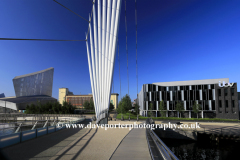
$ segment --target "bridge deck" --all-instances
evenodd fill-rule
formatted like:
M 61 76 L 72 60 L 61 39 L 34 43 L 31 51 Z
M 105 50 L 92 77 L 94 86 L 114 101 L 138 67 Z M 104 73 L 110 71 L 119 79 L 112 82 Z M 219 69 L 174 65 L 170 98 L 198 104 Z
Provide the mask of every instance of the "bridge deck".
M 151 159 L 147 139 L 146 129 L 132 129 L 123 139 L 111 160 L 140 160 Z

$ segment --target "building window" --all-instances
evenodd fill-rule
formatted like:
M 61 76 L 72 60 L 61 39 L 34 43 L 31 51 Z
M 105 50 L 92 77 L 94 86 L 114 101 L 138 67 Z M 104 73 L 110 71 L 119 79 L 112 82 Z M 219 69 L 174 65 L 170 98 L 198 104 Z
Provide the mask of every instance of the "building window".
M 211 84 L 211 89 L 214 89 L 214 84 Z
M 222 96 L 221 89 L 218 89 L 218 96 Z
M 231 88 L 232 96 L 234 96 L 234 88 Z
M 224 89 L 224 95 L 227 96 L 227 88 Z
M 201 85 L 198 85 L 198 90 L 202 89 L 202 86 Z
M 192 90 L 195 90 L 195 86 L 194 85 L 192 86 Z
M 204 85 L 204 89 L 208 89 L 208 85 Z

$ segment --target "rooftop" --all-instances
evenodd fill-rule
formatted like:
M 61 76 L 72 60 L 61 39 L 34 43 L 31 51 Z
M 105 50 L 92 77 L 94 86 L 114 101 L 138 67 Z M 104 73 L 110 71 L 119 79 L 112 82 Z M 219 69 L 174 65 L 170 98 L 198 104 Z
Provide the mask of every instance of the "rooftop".
M 189 80 L 189 81 L 172 81 L 172 82 L 156 82 L 153 83 L 159 86 L 185 86 L 185 85 L 202 85 L 202 84 L 216 84 L 219 81 L 225 81 L 229 83 L 229 78 L 218 78 L 218 79 L 203 79 L 203 80 Z
M 41 70 L 41 71 L 38 71 L 38 72 L 24 74 L 24 75 L 21 75 L 21 76 L 16 76 L 13 79 L 19 79 L 19 78 L 23 78 L 23 77 L 28 77 L 28 76 L 36 75 L 36 74 L 43 73 L 43 72 L 46 72 L 46 71 L 49 71 L 49 70 L 53 70 L 53 69 L 54 69 L 53 67 L 50 67 L 48 69 L 44 69 L 44 70 Z

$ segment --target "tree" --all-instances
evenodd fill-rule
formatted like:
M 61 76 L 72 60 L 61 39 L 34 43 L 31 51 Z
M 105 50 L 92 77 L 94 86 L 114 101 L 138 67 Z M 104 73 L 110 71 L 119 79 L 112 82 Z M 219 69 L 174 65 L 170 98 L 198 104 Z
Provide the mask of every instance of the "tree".
M 135 105 L 135 108 L 134 108 L 134 110 L 135 110 L 135 114 L 139 114 L 139 108 L 140 108 L 140 106 L 136 103 Z
M 181 118 L 181 113 L 184 111 L 183 103 L 178 101 L 175 109 L 176 109 L 176 111 L 179 112 L 180 118 Z
M 125 95 L 121 101 L 118 103 L 118 108 L 117 108 L 117 112 L 118 113 L 126 113 L 128 112 L 130 109 L 132 109 L 132 103 L 131 103 L 131 99 L 129 97 L 129 95 Z
M 109 110 L 113 110 L 113 109 L 114 109 L 114 105 L 110 103 Z
M 94 102 L 92 98 L 90 99 L 89 107 L 90 107 L 90 110 L 94 110 Z
M 197 104 L 197 102 L 195 101 L 192 107 L 193 107 L 193 112 L 197 114 L 197 118 L 198 118 L 198 112 L 199 110 L 201 110 L 201 105 Z
M 89 101 L 85 101 L 85 102 L 83 103 L 83 106 L 84 106 L 84 109 L 90 110 L 90 103 L 89 103 Z
M 152 117 L 153 117 L 153 111 L 152 111 L 152 110 L 153 110 L 153 104 L 152 104 L 152 103 L 149 104 L 148 110 L 150 110 L 150 112 L 149 112 L 149 117 L 152 118 Z
M 163 101 L 159 102 L 158 110 L 160 111 L 162 117 L 166 117 L 166 107 Z

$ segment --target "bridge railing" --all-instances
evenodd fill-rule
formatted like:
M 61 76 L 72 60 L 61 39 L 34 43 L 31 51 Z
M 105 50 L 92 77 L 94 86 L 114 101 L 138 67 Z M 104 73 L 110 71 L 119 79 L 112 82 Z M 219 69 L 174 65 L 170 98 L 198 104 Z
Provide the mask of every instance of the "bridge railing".
M 152 119 L 147 119 L 146 123 L 154 124 Z M 161 153 L 163 159 L 178 160 L 177 156 L 167 147 L 167 145 L 156 135 L 156 133 L 153 130 L 151 130 L 150 128 L 147 128 L 147 132 L 151 136 L 155 145 L 157 146 L 158 151 Z
M 0 148 L 4 148 L 4 147 L 7 147 L 7 146 L 10 146 L 13 144 L 21 143 L 23 141 L 37 138 L 37 137 L 40 137 L 40 136 L 43 136 L 43 135 L 46 135 L 46 134 L 49 134 L 52 132 L 56 132 L 58 130 L 66 128 L 65 124 L 67 124 L 67 123 L 68 124 L 76 124 L 76 123 L 80 123 L 84 119 L 85 119 L 85 117 L 78 118 L 78 119 L 72 119 L 69 121 L 65 120 L 65 121 L 61 122 L 61 125 L 57 125 L 57 124 L 54 126 L 44 125 L 42 128 L 36 128 L 36 129 L 34 129 L 34 127 L 32 127 L 32 129 L 29 129 L 26 131 L 21 130 L 21 127 L 22 127 L 21 125 L 16 130 L 15 130 L 16 127 L 3 128 L 2 130 L 14 128 L 15 133 L 0 136 Z M 48 120 L 45 122 L 45 124 L 47 124 L 47 123 L 48 123 Z

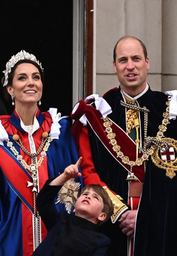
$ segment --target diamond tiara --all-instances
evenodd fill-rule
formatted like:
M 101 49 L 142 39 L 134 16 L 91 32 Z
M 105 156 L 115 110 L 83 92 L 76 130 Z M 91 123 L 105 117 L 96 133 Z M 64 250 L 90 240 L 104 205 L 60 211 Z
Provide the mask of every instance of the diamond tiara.
M 5 76 L 5 80 L 3 86 L 6 86 L 8 83 L 8 78 L 9 74 L 11 72 L 11 68 L 13 67 L 18 61 L 21 60 L 30 60 L 36 62 L 40 67 L 42 71 L 43 68 L 42 67 L 41 63 L 39 63 L 38 60 L 37 60 L 36 58 L 33 54 L 30 54 L 28 52 L 27 52 L 24 50 L 22 50 L 20 52 L 15 55 L 12 56 L 12 58 L 6 63 L 6 69 L 4 71 L 3 71 Z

== What is needed ==
Restate the whole listing above exactly, except for its images.

== Complete response ==
$ segment --target "bridge deck" --all-instances
evenodd fill-rule
formatted like:
M 61 76 L 72 60 L 61 39 L 34 43 L 31 51 Z
M 105 50 L 92 77 L 94 86 L 114 101 L 138 67 Z M 104 73 L 110 71 L 119 79 L 112 82 Z M 219 69 L 174 65 L 170 98 L 198 104 Z
Provide the mask of every instance of the "bridge deck".
M 151 159 L 147 139 L 146 129 L 132 129 L 123 139 L 111 160 L 140 160 Z

$ segment --target "building window" --all-instances
evenodd fill-rule
formatted like:
M 61 76 L 72 60 L 61 39 L 34 43 L 31 51 Z
M 105 50 L 92 77 L 94 86 L 114 101 L 138 67 Z M 104 73 L 110 71 L 119 79 L 112 82 Z M 219 69 L 174 65 L 170 98 L 198 104 Z
Provide the mask of every instance of the "building window".
M 211 84 L 211 89 L 214 89 L 214 84 Z
M 222 96 L 221 89 L 218 89 L 218 96 Z
M 231 88 L 232 96 L 234 96 L 234 88 Z
M 224 89 L 224 95 L 227 96 L 227 88 Z
M 201 85 L 198 85 L 198 90 L 202 89 L 202 86 Z
M 192 90 L 195 90 L 195 86 L 194 85 L 192 86 Z
M 204 85 L 204 89 L 208 89 L 208 85 Z

$ segment --target "rooftop" --all-instances
evenodd fill-rule
formatted like:
M 61 76 L 72 60 L 61 39 L 34 43 L 31 51 Z
M 105 50 L 92 77 L 94 86 L 114 101 L 138 67 Z M 104 73 L 110 71 L 119 79 L 112 82 Z M 219 69 L 174 65 L 170 98 L 198 104 Z
Provide the mask of every instance of the "rooftop".
M 189 80 L 189 81 L 172 81 L 172 82 L 156 82 L 153 83 L 159 86 L 185 86 L 185 85 L 202 85 L 202 84 L 216 84 L 219 81 L 225 81 L 229 83 L 229 78 L 218 78 L 218 79 L 203 79 L 203 80 Z
M 41 70 L 41 71 L 38 71 L 38 72 L 24 74 L 24 75 L 21 75 L 21 76 L 16 76 L 13 79 L 19 79 L 19 78 L 23 78 L 23 77 L 28 77 L 28 76 L 36 75 L 36 74 L 43 73 L 43 72 L 46 72 L 46 71 L 49 71 L 49 70 L 53 70 L 53 69 L 54 69 L 53 67 L 50 67 L 48 69 L 44 69 L 44 70 Z

$ segment --target "tree" --all-instances
evenodd fill-rule
formatted like:
M 61 76 L 72 60 L 61 39 L 34 43 L 31 51 Z
M 105 50 L 92 77 L 94 86 L 114 101 L 138 67 Z M 104 73 L 110 71 L 119 79 L 112 82 Z M 219 69 L 174 65 L 170 98 L 198 104 Z
Provide the mask of every instance of the "tree".
M 135 105 L 135 108 L 134 108 L 134 110 L 135 110 L 135 114 L 139 114 L 139 108 L 140 108 L 140 106 L 136 103 Z
M 181 118 L 181 113 L 184 111 L 183 103 L 178 101 L 175 109 L 176 109 L 176 111 L 179 112 L 180 118 Z
M 125 95 L 121 101 L 118 103 L 118 108 L 117 108 L 117 112 L 118 113 L 126 113 L 128 112 L 130 109 L 132 109 L 132 103 L 131 103 L 131 99 L 129 97 L 129 95 Z
M 109 110 L 113 110 L 113 109 L 114 109 L 114 105 L 110 103 Z
M 94 102 L 92 98 L 90 99 L 89 107 L 90 107 L 90 110 L 94 110 Z
M 197 104 L 197 102 L 195 101 L 192 107 L 193 107 L 193 112 L 197 114 L 197 118 L 198 118 L 198 112 L 199 110 L 201 110 L 201 105 Z
M 89 101 L 85 101 L 85 102 L 83 103 L 83 106 L 84 106 L 84 109 L 90 110 L 90 103 L 89 103 Z
M 152 117 L 153 117 L 153 111 L 152 111 L 152 110 L 153 110 L 153 104 L 152 104 L 152 103 L 149 104 L 148 110 L 150 110 L 150 112 L 149 112 L 149 117 L 152 118 Z
M 163 101 L 159 102 L 158 110 L 160 111 L 162 117 L 166 117 L 166 107 Z

$ segment --target "bridge railing" --all-instances
evenodd fill-rule
formatted like:
M 61 76 L 72 60 L 61 39 L 34 43 L 31 51 Z
M 105 50 L 92 77 L 94 86 L 114 101 L 138 67 Z M 104 73 L 110 71 L 119 79 L 112 82 Z M 219 69 L 174 65 L 170 98 L 198 104 Z
Provide the mask of every instance of the "bridge railing".
M 152 119 L 147 119 L 146 123 L 154 124 Z M 161 153 L 163 159 L 178 160 L 177 156 L 167 147 L 167 145 L 156 135 L 156 133 L 153 130 L 151 130 L 150 128 L 147 128 L 147 132 L 151 136 L 155 145 L 157 146 L 158 151 Z
M 0 148 L 4 148 L 4 147 L 7 147 L 7 146 L 10 146 L 13 144 L 21 143 L 23 141 L 37 138 L 37 137 L 40 137 L 40 136 L 43 136 L 43 135 L 46 135 L 46 134 L 49 134 L 52 132 L 56 132 L 58 130 L 66 128 L 65 124 L 67 124 L 67 123 L 68 124 L 76 124 L 76 123 L 80 123 L 84 119 L 85 119 L 85 117 L 78 118 L 78 119 L 72 119 L 69 121 L 65 120 L 65 121 L 61 122 L 61 125 L 57 125 L 57 124 L 54 126 L 44 125 L 42 128 L 36 128 L 36 129 L 34 129 L 34 127 L 32 127 L 32 129 L 29 129 L 26 131 L 21 130 L 21 127 L 22 127 L 21 125 L 16 130 L 15 130 L 16 127 L 3 128 L 2 130 L 14 128 L 15 133 L 0 136 Z M 48 120 L 45 122 L 45 124 L 47 124 L 47 123 L 48 123 Z

$ segment --target diamond tiara --all-instances
evenodd fill-rule
formatted like:
M 101 49 L 142 39 L 134 16 L 91 32 Z
M 105 156 L 115 110 L 83 92 L 76 130 Z M 91 123 L 105 117 L 96 133 Z M 64 250 L 90 240 L 104 205 L 60 211 Z
Provide the mask of every instance of the diamond tiara.
M 5 76 L 5 80 L 3 86 L 6 86 L 8 83 L 8 78 L 9 74 L 11 72 L 11 68 L 13 67 L 18 61 L 21 60 L 30 60 L 36 62 L 40 67 L 42 71 L 43 68 L 42 67 L 41 63 L 39 63 L 38 60 L 37 60 L 36 58 L 33 54 L 30 54 L 28 52 L 27 52 L 24 50 L 22 50 L 20 52 L 15 55 L 12 56 L 12 58 L 6 63 L 6 69 L 4 71 L 3 71 Z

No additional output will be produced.